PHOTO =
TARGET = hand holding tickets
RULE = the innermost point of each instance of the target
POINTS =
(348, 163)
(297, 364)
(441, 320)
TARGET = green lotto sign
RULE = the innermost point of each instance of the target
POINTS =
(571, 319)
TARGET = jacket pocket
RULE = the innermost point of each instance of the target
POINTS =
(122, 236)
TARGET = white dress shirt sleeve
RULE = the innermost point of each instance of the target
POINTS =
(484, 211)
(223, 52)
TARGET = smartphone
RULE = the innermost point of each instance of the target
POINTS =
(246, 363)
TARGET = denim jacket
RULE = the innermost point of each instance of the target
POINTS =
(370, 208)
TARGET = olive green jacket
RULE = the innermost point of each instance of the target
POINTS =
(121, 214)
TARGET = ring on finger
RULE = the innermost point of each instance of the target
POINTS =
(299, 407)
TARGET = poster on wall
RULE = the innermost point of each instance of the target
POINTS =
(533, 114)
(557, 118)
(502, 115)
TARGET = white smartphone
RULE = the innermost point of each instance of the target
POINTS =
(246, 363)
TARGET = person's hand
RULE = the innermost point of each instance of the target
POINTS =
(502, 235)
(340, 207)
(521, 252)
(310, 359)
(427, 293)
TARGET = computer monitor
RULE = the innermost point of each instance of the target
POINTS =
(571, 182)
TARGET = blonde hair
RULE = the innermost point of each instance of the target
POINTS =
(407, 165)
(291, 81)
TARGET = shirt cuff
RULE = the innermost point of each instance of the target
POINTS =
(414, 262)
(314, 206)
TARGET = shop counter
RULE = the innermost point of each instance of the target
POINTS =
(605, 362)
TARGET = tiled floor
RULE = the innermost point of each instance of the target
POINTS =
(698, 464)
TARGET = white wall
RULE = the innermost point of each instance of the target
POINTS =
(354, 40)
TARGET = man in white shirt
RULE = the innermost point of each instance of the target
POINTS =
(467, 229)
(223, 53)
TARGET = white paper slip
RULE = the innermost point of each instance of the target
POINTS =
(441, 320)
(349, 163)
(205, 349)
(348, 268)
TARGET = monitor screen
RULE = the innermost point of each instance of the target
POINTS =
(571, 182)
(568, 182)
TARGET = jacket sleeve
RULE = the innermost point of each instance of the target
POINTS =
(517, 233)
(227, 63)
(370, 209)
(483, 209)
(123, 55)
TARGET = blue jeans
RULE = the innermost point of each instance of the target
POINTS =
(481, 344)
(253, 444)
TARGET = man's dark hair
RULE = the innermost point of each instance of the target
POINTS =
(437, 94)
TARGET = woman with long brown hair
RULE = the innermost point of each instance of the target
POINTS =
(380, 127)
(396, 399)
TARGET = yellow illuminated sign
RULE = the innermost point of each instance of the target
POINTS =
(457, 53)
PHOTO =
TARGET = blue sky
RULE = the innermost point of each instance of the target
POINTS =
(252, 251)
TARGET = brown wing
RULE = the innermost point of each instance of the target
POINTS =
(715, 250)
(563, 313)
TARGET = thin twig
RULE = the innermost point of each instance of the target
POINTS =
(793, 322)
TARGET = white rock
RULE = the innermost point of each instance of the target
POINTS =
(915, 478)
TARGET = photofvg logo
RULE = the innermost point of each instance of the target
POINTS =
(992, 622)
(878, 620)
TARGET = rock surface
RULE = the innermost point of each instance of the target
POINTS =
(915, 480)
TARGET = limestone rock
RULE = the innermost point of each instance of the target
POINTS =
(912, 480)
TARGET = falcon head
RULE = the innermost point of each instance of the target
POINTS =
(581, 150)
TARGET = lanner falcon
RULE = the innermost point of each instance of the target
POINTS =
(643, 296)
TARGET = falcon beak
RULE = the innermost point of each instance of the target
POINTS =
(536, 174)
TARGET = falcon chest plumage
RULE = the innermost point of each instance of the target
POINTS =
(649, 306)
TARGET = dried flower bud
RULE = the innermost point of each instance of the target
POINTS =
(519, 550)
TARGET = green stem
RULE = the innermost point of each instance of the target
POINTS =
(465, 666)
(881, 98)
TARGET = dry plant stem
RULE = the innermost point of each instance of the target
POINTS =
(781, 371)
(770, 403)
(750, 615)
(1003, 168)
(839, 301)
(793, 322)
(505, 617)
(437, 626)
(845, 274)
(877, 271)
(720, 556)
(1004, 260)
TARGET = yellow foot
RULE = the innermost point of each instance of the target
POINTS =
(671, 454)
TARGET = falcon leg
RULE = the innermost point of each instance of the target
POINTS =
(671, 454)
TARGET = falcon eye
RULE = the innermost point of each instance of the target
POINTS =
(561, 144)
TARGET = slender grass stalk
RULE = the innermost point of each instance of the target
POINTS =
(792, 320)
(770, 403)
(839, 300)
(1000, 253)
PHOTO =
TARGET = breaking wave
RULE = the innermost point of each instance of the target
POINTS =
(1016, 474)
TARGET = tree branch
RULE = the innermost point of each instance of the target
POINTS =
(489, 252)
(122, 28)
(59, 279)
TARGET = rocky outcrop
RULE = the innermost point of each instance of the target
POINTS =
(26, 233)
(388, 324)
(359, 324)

**********

§ **Try it**:
Copy every record precisely, omitting nothing.

§ **Task solution**:
PHOTO =
TARGET = hand holding tickets
RULE = the innermost point of each instance of the target
POINTS =
(348, 163)
(297, 364)
(441, 320)
TARGET = green lotto sign
RULE = the innermost point of each instance of the target
POINTS =
(571, 319)
TARGET = jacket pocket
RULE = the innermost point of each instance of the target
POINTS =
(122, 236)
TARGET = white dress shirt sleeve
RULE = the innermost point of each instance of the target
POINTS =
(484, 211)
(223, 52)
TARGET = smartphone
RULE = the innermost point of each instance of the target
POINTS =
(246, 363)
TARGET = denim jacket
RULE = the innermost point of each instance of the target
POINTS =
(370, 208)
TARGET = olive green jacket
RULE = the innermost point of each instance of the target
POINTS =
(121, 214)
TARGET = ring on finger
RULE = the innermost point of each instance of the target
POINTS =
(299, 407)
TARGET = poster on wall
RULE = the innermost point of each instance of the target
POINTS =
(533, 114)
(557, 118)
(502, 115)
TARGET = white smartphone
RULE = the innermost point of each instance of the target
POINTS =
(246, 363)
TARGET = person's hand
RULE = the innermost point of each instance of the target
POINTS =
(502, 235)
(340, 207)
(521, 252)
(310, 359)
(427, 293)
TARGET = computer monitor
RULE = the innermost point of each instance of the target
POINTS =
(571, 182)
TARGET = blonde hair
RULE = the innermost point of each instance of the target
POINTS =
(407, 165)
(291, 81)
TARGET = shirt cuff
RULE = the innermost point of each instance of the target
POINTS =
(414, 262)
(314, 206)
TARGET = shop counter
RULE = the innermost point of each instance of the target
POINTS =
(605, 362)
TARGET = tiled floor
RULE = the innermost point of each instance of the target
POINTS =
(698, 464)
TARGET = white wall
RULE = the innermost point of each instance of the target
POINTS =
(354, 40)
TARGET = man in white shirt
RULE = the innermost point of each instance of the target
POINTS =
(467, 229)
(223, 53)
TARGET = white paper slip
RULE = the innermost point of each instance of the target
POINTS =
(441, 320)
(349, 163)
(205, 349)
(348, 268)
TARGET = monitor screen
RULE = the innermost point of each instance of the target
POINTS =
(571, 182)
(568, 182)
TARGET = jacket sleeve
RULE = the innermost point of each instance of the target
POINTS =
(517, 233)
(227, 63)
(370, 209)
(483, 209)
(123, 55)
TARGET = blue jeans
RULE = the innermost point of each instance of the target
POINTS =
(481, 344)
(253, 444)
TARGET = man's dark hair
RULE = the innermost point of each instance of the target
POINTS =
(437, 94)
TARGET = woman with long brown hair
RULE = the innermost point of each instance of the target
POINTS =
(380, 127)
(396, 399)
TARGET = yellow illuminated sign
RULE = the innermost point of each instance of the target
POINTS =
(457, 53)
PHOTO =
TARGET = blue sky
RULE = the innermost point of each instance of the target
POINTS =
(252, 251)
TARGET = brown wing
RULE = the innermost point of each instance of the target
POINTS =
(715, 250)
(563, 313)
TARGET = thin twig
RULE = the innermost point of each instance of the target
POINTS =
(793, 322)
TARGET = white rock
RULE = the innermost point of each instance of the target
POINTS =
(915, 478)
TARGET = photofvg logo
RULE = the innermost point of each instance of the target
POINTS =
(992, 622)
(878, 620)
TARGET = rock surface
RULE = the innermost point of each instance of the target
POINTS =
(915, 480)
TARGET = limestone rock
RULE = the innermost point of each instance of the target
POINTS =
(912, 480)
TARGET = falcon head
RULE = the innermost point of each instance of the target
POINTS =
(581, 150)
TARGET = lanner falcon
RULE = the innermost point of each instance of the target
POINTS =
(643, 296)
TARGET = falcon beak
RULE = the innermost point of each instance of the target
POINTS =
(536, 174)
TARGET = falcon chest plumage
RULE = the innermost point of each instance of the target
POINTS =
(649, 306)
TARGET = dried flower bud
RULE = the innermost point of each instance of the target
POINTS =
(519, 550)
TARGET = green stem
RULE = the innermost point of each instance of the target
POINTS =
(465, 666)
(881, 98)
TARGET = dry plant stem
RULE = the innermost point of each instance of the target
POINTS =
(781, 371)
(770, 403)
(750, 615)
(1003, 168)
(839, 301)
(793, 322)
(505, 617)
(437, 626)
(845, 274)
(877, 271)
(720, 556)
(1004, 260)
TARGET = yellow foot
RULE = the innermost point of each instance of the target
POINTS =
(671, 454)
TARGET = falcon leg
RULE = the innermost point of each instance of the target
POINTS =
(671, 454)
TARGET = falcon eye
RULE = the innermost point of each instance of the target
POINTS =
(561, 144)
TARGET = slender grass stalk
RULE = the innermost point of each instance of the target
POINTS =
(792, 320)
(770, 403)
(839, 300)
(1000, 253)
PHOTO =
TARGET = breaking wave
RULE = the innermost point of each instance of the target
POINTS =
(1016, 474)
TARGET = tree branch
RULE = the innermost point of each instance of the target
POINTS =
(489, 252)
(122, 28)
(59, 279)
TARGET = rocky outcrop
RULE = the innermost point of each instance of the target
POINTS =
(26, 233)
(388, 324)
(359, 324)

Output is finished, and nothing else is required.